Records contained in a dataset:

--------

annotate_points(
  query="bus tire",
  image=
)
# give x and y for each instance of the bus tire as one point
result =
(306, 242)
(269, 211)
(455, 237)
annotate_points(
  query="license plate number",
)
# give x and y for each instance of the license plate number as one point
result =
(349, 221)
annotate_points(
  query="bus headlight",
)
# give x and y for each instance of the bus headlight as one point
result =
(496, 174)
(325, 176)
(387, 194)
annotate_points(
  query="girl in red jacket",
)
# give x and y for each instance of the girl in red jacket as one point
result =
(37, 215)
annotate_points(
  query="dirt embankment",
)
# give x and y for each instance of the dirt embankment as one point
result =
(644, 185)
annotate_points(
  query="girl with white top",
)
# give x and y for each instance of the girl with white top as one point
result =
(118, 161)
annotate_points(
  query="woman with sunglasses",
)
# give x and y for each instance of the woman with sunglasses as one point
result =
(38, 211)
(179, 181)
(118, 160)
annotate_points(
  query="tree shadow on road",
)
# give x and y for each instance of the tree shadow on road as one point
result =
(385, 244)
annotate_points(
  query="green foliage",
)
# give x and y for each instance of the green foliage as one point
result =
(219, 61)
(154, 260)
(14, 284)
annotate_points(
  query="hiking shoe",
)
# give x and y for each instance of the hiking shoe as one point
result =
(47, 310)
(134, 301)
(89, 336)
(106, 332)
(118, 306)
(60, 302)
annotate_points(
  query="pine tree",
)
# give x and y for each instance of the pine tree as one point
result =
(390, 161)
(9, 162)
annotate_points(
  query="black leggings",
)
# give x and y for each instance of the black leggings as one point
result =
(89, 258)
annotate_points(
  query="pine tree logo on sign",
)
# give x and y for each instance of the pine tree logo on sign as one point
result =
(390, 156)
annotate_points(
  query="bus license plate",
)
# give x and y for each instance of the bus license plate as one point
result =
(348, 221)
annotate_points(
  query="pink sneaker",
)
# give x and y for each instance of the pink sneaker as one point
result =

--------

What is being asked: The records need to be reproduced in their entirety, word for word.

Solution for this exercise:
annotate_points(
  query="bus tire",
  image=
)
# give x and y for each instance of the bus tire as one point
result =
(306, 242)
(269, 211)
(455, 237)
annotate_points(
  query="license plate number",
)
# give x and y for each instance of the license plate number as one point
result =
(349, 221)
annotate_points(
  query="bus headlight",
)
# give x and y for each instance of the bus headlight as one point
result =
(496, 174)
(325, 176)
(387, 194)
annotate_points(
  query="girl in red jacket",
)
# give x and y for each instance of the girl in red jacket as one point
result =
(37, 215)
annotate_points(
  query="dirt embankment",
)
# give x and y for each instance of the dirt embankment as one point
result =
(644, 185)
annotate_points(
  query="girl with white top",
)
# give x and y for each instance of the girl with white top as one point
result =
(118, 161)
annotate_points(
  query="woman with sunglasses",
)
# give x and y for each instance of the woman with sunglasses as one point
result =
(38, 211)
(179, 181)
(118, 160)
annotate_points(
  query="tree shadow on road",
)
# give x and y for each instance of the tree shadow on road as one point
result =
(385, 244)
annotate_points(
  query="green foliage",
)
# give x and y for each instance of the green foliage as one point
result =
(219, 61)
(154, 260)
(14, 284)
annotate_points(
  query="hiking shoe",
)
# give x and y for each instance of the hiking shoe as one point
result =
(47, 310)
(134, 301)
(89, 336)
(106, 332)
(118, 306)
(60, 302)
annotate_points(
  query="pine tree",
)
# give x and y for each instance of the pine tree as one point
result =
(390, 161)
(9, 162)
annotate_points(
  query="black leggings",
)
# give x and y for each instance of the black leggings as one point
result =
(89, 258)
annotate_points(
  query="pine tree logo on sign",
)
# give x and y for each instance of the pine tree logo on sign as one point
result =
(390, 156)
annotate_points(
  query="bus license plate",
)
# give x and y for each instance of the bus license plate as one point
result =
(348, 221)
annotate_points(
  query="pink sneaker",
)
# give x and y for each instance of the pink sneaker as one point
result =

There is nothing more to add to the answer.